Given exercise → Put every line of the rows below into a JSON list of strings, one string per line, leaving out blank lines. Leave the pictures out of the answer.
━━━━━━━━━━━━━━━━━━━━━━━━━━━━━━
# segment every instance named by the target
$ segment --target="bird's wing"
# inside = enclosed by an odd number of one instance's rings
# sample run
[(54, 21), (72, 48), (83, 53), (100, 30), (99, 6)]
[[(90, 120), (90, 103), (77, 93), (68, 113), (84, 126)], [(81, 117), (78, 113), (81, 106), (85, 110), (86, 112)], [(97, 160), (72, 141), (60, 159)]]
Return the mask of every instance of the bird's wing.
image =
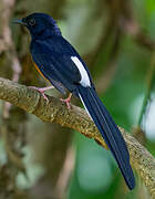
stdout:
[[(75, 84), (81, 81), (81, 73), (76, 64), (71, 59), (72, 52), (65, 53), (55, 52), (46, 43), (34, 43), (31, 46), (32, 59), (42, 72), (42, 74), (60, 91), (60, 85), (63, 85), (69, 91), (73, 92)], [(55, 84), (56, 82), (56, 84)], [(60, 85), (58, 84), (60, 83)], [(62, 87), (62, 86), (61, 86)]]

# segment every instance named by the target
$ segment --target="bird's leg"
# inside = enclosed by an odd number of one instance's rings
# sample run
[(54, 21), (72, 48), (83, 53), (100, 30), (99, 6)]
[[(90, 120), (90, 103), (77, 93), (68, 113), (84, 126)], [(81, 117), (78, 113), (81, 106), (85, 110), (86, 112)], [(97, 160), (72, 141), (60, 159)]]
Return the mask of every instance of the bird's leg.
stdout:
[(68, 98), (60, 98), (61, 102), (64, 102), (68, 106), (69, 109), (71, 109), (71, 97), (72, 97), (72, 93), (69, 94)]
[(29, 86), (32, 90), (38, 91), (45, 101), (49, 101), (46, 95), (44, 94), (45, 91), (54, 88), (54, 86), (48, 86), (48, 87), (35, 87), (35, 86)]

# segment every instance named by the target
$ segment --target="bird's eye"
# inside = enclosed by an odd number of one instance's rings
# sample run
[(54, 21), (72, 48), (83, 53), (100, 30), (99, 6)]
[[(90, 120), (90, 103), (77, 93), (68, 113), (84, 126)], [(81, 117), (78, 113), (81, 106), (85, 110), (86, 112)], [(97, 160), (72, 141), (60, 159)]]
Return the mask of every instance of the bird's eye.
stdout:
[(35, 24), (34, 18), (32, 18), (32, 19), (29, 20), (29, 24), (30, 24), (31, 27), (33, 27), (33, 25)]

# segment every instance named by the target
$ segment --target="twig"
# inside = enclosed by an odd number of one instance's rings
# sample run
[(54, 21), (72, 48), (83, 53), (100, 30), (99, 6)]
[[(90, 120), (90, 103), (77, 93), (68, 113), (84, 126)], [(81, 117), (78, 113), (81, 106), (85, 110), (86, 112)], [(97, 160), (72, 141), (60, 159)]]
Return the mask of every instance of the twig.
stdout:
[[(49, 103), (34, 90), (20, 85), (12, 81), (0, 78), (0, 98), (19, 106), (20, 108), (38, 116), (49, 123), (55, 123), (63, 127), (70, 127), (89, 138), (95, 139), (106, 147), (101, 134), (96, 129), (86, 112), (72, 105), (69, 111), (64, 103), (55, 97), (49, 97)], [(155, 198), (155, 159), (134, 137), (120, 128), (127, 143), (131, 154), (131, 163), (136, 172)]]

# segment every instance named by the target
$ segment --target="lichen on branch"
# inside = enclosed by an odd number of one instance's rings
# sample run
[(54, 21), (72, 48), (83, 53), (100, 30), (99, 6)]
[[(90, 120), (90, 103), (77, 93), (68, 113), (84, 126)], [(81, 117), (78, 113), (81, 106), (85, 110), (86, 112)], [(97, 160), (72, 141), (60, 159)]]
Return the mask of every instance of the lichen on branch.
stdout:
[[(70, 127), (89, 138), (95, 139), (107, 149), (101, 134), (83, 108), (72, 105), (68, 109), (60, 100), (48, 96), (45, 101), (37, 91), (24, 85), (0, 77), (0, 100), (7, 101), (40, 119)], [(127, 144), (131, 164), (142, 181), (155, 198), (155, 158), (133, 136), (120, 127)]]

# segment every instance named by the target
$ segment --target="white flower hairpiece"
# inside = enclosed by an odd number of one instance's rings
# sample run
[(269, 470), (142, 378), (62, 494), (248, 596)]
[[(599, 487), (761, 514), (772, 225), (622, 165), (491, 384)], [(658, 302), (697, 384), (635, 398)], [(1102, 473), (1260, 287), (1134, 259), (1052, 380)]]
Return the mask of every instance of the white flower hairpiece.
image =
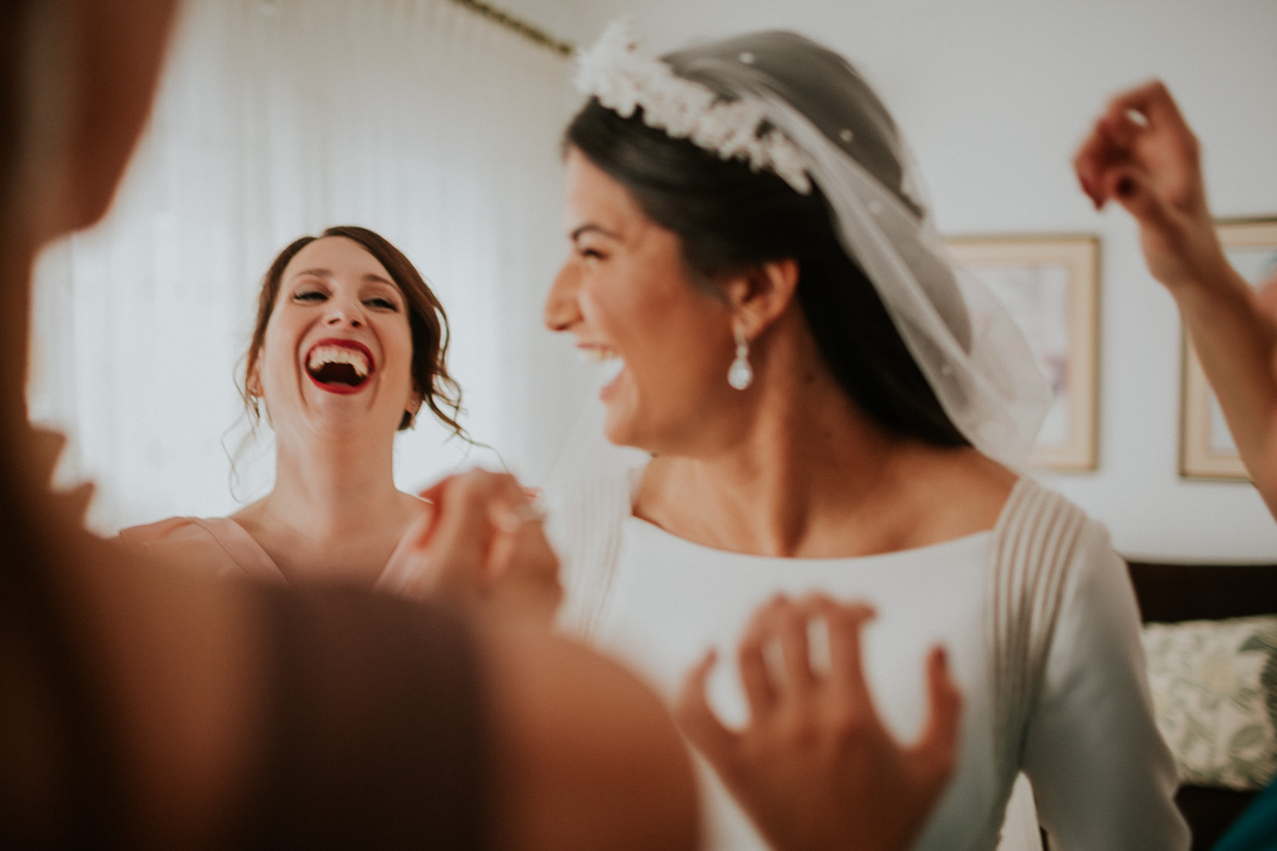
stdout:
[(762, 129), (766, 106), (744, 96), (734, 101), (674, 74), (665, 63), (637, 52), (628, 22), (608, 24), (593, 47), (577, 54), (576, 88), (630, 117), (642, 107), (644, 124), (687, 139), (723, 159), (766, 168), (794, 191), (811, 191), (807, 156), (775, 128)]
━━━━━━━━━━━━━━━━━━━━━━━━━━━━━━
Solution below →
[
  "# segment every instance named by the target",
  "$ segment --target=\"bird's wing\"",
  "# inside = enclosed by an odd number of one instance's rings",
  "# sample run",
  "[(54, 21), (72, 48), (83, 53), (100, 30), (99, 6)]",
  "[[(90, 120), (90, 103), (77, 93), (68, 113), (84, 126)], [(81, 117), (78, 113), (81, 106), (85, 110), (86, 112)], [(97, 160), (72, 141), (60, 159)]]",
  "Return the mask of every instance of the bird's wing.",
  "image =",
  "stdout:",
  "[[(75, 84), (81, 81), (81, 73), (76, 64), (71, 59), (72, 52), (65, 53), (55, 52), (46, 43), (34, 43), (31, 46), (32, 59), (42, 72), (42, 74), (60, 91), (60, 85), (63, 85), (69, 91), (73, 92)], [(55, 84), (56, 82), (56, 84)], [(60, 85), (58, 84), (60, 83)], [(62, 87), (62, 86), (61, 86)]]",
  "# segment every instance named by the target",
  "$ segment --target=\"bird's leg\"",
  "# inside = enclosed by an odd number of one instance's rings",
  "# sample run",
  "[(54, 21), (72, 48), (83, 53), (100, 30), (99, 6)]",
  "[[(90, 120), (90, 103), (77, 93), (68, 113), (84, 126)], [(81, 117), (78, 113), (81, 106), (85, 110), (86, 112)], [(97, 160), (72, 141), (60, 159)]]",
  "Return the mask of every instance of the bird's leg.",
  "stdout:",
  "[(68, 98), (60, 98), (61, 102), (64, 102), (68, 106), (69, 109), (71, 109), (71, 97), (72, 97), (72, 93), (69, 94)]",
  "[(29, 86), (32, 90), (38, 91), (45, 101), (49, 101), (46, 95), (44, 94), (45, 91), (54, 88), (54, 86), (48, 86), (48, 87), (35, 87), (35, 86)]",
  "# segment every instance named by the target",
  "$ segment --target=\"bird's eye\"",
  "# inside = enclosed by an odd number of one instance's rings",
  "# sample run",
  "[(54, 21), (72, 48), (83, 53), (100, 30), (99, 6)]",
  "[[(90, 120), (90, 103), (77, 93), (68, 113), (84, 126)], [(81, 117), (78, 113), (81, 106), (85, 110), (86, 112)], [(97, 160), (72, 141), (60, 159)]]",
  "Return the mask of every instance of the bird's eye.",
  "stdout:",
  "[(35, 24), (34, 18), (32, 18), (32, 19), (29, 20), (29, 24), (30, 24), (31, 27), (33, 27), (33, 25)]",
  "# segment every instance named by the target",
  "$ segment --target=\"twig\"",
  "# inside = enclosed by an odd number of one instance's rings",
  "# sample run",
  "[(54, 21), (72, 48), (83, 53), (100, 30), (99, 6)]",
  "[[(90, 120), (90, 103), (77, 93), (68, 113), (84, 126)], [(81, 117), (78, 113), (81, 106), (85, 110), (86, 112)], [(97, 160), (72, 141), (60, 159)]]",
  "Return the mask of every instance of the twig.",
  "stdout:",
  "[[(49, 103), (34, 90), (20, 85), (12, 81), (0, 78), (0, 98), (19, 106), (20, 108), (38, 116), (49, 123), (55, 123), (63, 127), (70, 127), (89, 138), (95, 139), (106, 147), (101, 134), (96, 129), (86, 112), (72, 105), (69, 111), (64, 103), (55, 97), (49, 97)], [(155, 198), (155, 159), (134, 137), (120, 128), (127, 143), (131, 154), (131, 163), (136, 172)]]",
  "# segment every instance named by the target",
  "$ segment --target=\"lichen on branch\"",
  "# inside = enclosed by an odd number of one instance's rings",
  "# sample run",
  "[(54, 21), (72, 48), (83, 53), (100, 30), (99, 6)]",
  "[[(90, 120), (90, 103), (77, 93), (68, 113), (84, 126)], [(81, 117), (78, 113), (81, 106), (85, 110), (86, 112)], [(97, 160), (72, 141), (60, 159)]]",
  "Return the mask of every instance of the lichen on branch.",
  "stdout:",
  "[[(70, 127), (89, 138), (95, 139), (107, 149), (101, 134), (83, 108), (72, 105), (68, 109), (60, 100), (48, 96), (45, 101), (37, 91), (24, 85), (0, 77), (0, 100), (7, 101), (40, 119)], [(127, 144), (131, 164), (142, 181), (155, 198), (155, 158), (133, 136), (120, 127)]]",
  "# segment every instance named by the target",
  "$ segment --target=\"white flower hairpiece\"",
  "# inside = enclosed by an odd number of one instance's rings",
  "# sample run",
  "[(269, 470), (142, 378), (62, 494), (248, 596)]",
  "[[(599, 487), (761, 514), (772, 225), (622, 165), (491, 384)], [(658, 302), (697, 384), (635, 398)], [(1102, 473), (1260, 287), (1134, 259), (1052, 380)]]",
  "Return the mask of every instance of the white flower hairpiece.",
  "image =",
  "stdout:",
  "[(762, 129), (766, 106), (744, 96), (734, 101), (674, 74), (665, 63), (637, 52), (628, 22), (608, 24), (593, 47), (577, 54), (576, 88), (630, 117), (642, 107), (644, 124), (687, 139), (723, 159), (766, 168), (794, 191), (811, 191), (807, 156), (775, 128)]"
]